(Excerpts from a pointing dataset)

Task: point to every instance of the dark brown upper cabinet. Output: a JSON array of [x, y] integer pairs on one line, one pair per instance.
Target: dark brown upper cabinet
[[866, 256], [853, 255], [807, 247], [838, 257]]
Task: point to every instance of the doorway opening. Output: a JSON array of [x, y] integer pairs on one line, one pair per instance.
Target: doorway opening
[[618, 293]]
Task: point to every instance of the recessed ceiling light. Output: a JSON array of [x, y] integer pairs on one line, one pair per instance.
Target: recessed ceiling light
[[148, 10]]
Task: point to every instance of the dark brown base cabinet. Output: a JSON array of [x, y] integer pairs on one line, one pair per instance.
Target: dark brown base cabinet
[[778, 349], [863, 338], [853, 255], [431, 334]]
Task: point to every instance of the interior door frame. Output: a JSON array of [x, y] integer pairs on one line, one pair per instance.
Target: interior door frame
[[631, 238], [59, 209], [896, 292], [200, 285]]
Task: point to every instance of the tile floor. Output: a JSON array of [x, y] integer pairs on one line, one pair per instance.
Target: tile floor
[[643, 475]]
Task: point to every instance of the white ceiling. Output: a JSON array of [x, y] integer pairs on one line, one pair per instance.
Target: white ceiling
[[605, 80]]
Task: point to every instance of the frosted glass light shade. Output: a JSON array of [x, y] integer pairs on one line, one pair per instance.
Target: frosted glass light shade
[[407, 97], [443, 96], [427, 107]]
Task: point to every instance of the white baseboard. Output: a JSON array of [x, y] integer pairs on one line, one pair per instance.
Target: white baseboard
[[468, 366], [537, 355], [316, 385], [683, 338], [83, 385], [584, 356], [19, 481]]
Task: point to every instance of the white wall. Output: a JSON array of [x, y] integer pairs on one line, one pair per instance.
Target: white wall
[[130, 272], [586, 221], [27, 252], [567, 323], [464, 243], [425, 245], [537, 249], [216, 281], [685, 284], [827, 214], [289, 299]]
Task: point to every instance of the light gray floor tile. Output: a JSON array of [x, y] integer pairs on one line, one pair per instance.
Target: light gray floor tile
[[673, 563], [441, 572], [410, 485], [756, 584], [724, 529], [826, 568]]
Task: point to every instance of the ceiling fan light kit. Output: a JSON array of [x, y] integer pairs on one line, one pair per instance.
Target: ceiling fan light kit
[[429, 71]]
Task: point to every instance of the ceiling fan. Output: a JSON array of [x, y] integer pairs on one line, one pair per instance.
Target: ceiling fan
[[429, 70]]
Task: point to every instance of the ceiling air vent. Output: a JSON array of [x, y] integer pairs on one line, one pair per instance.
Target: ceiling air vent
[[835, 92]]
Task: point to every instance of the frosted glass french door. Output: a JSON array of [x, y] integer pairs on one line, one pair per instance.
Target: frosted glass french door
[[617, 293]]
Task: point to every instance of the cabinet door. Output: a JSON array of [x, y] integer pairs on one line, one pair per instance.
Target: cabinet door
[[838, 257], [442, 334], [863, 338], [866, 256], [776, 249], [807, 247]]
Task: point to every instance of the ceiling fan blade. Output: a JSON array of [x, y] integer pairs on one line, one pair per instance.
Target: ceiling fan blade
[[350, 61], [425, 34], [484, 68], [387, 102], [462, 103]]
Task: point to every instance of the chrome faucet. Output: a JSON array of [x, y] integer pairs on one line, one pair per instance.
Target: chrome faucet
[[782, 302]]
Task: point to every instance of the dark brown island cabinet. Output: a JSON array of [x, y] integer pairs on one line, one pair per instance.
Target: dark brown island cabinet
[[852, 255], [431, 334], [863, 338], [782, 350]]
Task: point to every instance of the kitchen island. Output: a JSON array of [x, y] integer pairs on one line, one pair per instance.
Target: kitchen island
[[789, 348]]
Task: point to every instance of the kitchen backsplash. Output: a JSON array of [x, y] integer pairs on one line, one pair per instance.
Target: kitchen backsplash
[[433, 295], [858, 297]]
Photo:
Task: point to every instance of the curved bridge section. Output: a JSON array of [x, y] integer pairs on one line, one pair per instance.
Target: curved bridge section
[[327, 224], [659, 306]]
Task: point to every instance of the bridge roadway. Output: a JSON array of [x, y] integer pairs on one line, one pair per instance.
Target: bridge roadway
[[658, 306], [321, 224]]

(Problem)
Put every line of the entries above into a JSON list of strings, one string per line, and leave out any blank lines.

(Exercise response)
[
  "Task: point to every instance of the dark brown upper cabinet. Output: a JSON array of [x, y] integer pairs on one line, one pair per instance.",
  "Target: dark brown upper cabinet",
  "[[866, 256], [853, 255], [807, 247], [838, 257]]",
  "Task: point to every instance of the doorway opening. Output: a JSON array of [x, y] integer pairs on one line, one pair per instance.",
  "Target: doorway opening",
  "[[618, 293]]",
  "Task: point to every instance of the recessed ceiling light. Output: a JSON array of [x, y] integer pairs on one line, one pair per instance.",
  "Target: recessed ceiling light",
  "[[148, 10]]",
  "Task: point to every instance of the dark brown base cabinet. Output: a JSON array of [x, y] integer pairs on one line, one pair per instance.",
  "Target: dark brown base cabinet",
  "[[778, 349], [863, 338], [853, 255], [431, 334]]",
  "Task: point to every instance of the interior door frame. Output: a JSON array of [x, y] integer pairs on one line, one pair per instance.",
  "Target: interior door frame",
  "[[631, 238], [59, 209], [896, 292], [200, 285]]",
  "Task: point to every instance of the tile floor. Output: a JSON array of [x, y] integer pairs on one line, one pair per instance.",
  "Target: tile floor",
  "[[643, 475]]",
  "Task: point to every instance of the white ceiling. Output: a JSON array of [x, y] integer pairs on one line, one pair per instance.",
  "Target: white ceiling",
  "[[605, 80]]",
  "Task: point to every instance of the frosted glass light shade. Output: a JSON array of [x, y] integer pairs on one line, one pair per instance.",
  "Target: frosted glass light shade",
  "[[407, 97], [443, 96], [427, 107]]",
  "Task: point to every instance of the white baseboard. Output: a JSON array of [x, y] integer pairs on one line, one pair per instance.",
  "Target: white baseboard",
  "[[468, 366], [537, 355], [316, 385], [683, 338], [83, 385], [584, 356], [19, 481]]",
  "Task: point to every instance of the white wall. Output: a JSON array of [x, y] integer pairs on one line, one pair per instance.",
  "Target: white wall",
  "[[130, 272], [586, 221], [27, 252], [567, 323], [464, 243], [425, 245], [537, 249], [216, 281], [685, 284], [827, 214], [289, 299]]",
  "Task: point to every instance of the light gray floor tile. Output: a JSON array of [x, y] integer pairs on one line, one pair per instance.",
  "Target: light gray floor tile",
  "[[673, 563], [441, 572], [410, 485], [756, 584], [724, 529], [826, 568]]",
  "Task: point to every instance of the ceiling fan light kit. Output: a JSON array of [x, y] integer pairs on one line, one pair per instance.",
  "Target: ceiling fan light kit",
  "[[429, 71]]",
  "Task: point to every instance of the ceiling fan. Output: a JSON array of [x, y] integer pairs on one line, one pair per instance.",
  "Target: ceiling fan",
  "[[429, 70]]",
  "Task: point to every instance of the ceiling air vent. Output: a JSON array of [x, y] integer pairs on one line, one pair per instance.",
  "Target: ceiling air vent",
  "[[835, 92]]",
  "Task: point to every instance of the frosted glass french door. Output: a JSON array of [x, y] integer pairs on one line, one pair per instance.",
  "Target: frosted glass french door",
  "[[617, 293]]",
  "Task: point to every instance of the cabinet door. Output: a JSON array of [x, y] integer pairs on one line, one pair per instance.",
  "Target: cabinet door",
  "[[838, 257], [442, 334], [863, 338], [866, 256], [776, 249], [807, 247]]",
  "Task: point to every instance of the ceiling fan blade. Output: a JSON array of [x, y] integer pairs on one line, one pair per instance.",
  "Target: ceiling fan blade",
  "[[350, 61], [425, 34], [484, 68], [387, 102], [462, 103]]",
  "Task: point to every instance of the chrome faucet. Output: a JSON array of [x, y] integer pairs on one line, one pair per instance.",
  "Target: chrome faucet",
  "[[782, 302]]",
  "Task: point to every instance of the dark brown island cabinet. Output: a JSON array of [x, y] integer pairs on one line, one pair per instance.",
  "Target: dark brown island cabinet",
  "[[852, 255], [431, 334], [863, 338], [782, 350]]",
  "Task: point to every instance of the kitchen island. Output: a JSON array of [x, y] integer pairs on one line, one pair per instance.",
  "Target: kitchen island",
  "[[789, 348]]",
  "Task: point to every instance of the kitchen backsplash. Output: a JSON array of [x, y] integer pairs on one line, one pair per instance.",
  "Target: kitchen backsplash",
  "[[433, 295], [858, 297]]",
  "Photo:",
  "Task: point to every instance of the curved bridge section. Output: a JSON array of [x, y] integer pairs on one line, one pair per instance.",
  "Target: curved bridge section",
  "[[327, 224], [659, 306]]",
  "Task: point to every instance of the bridge roadway. Output: a JSON array of [x, y] integer pairs on one line, one pair per instance.",
  "Target: bridge roadway",
  "[[658, 306], [321, 224]]"
]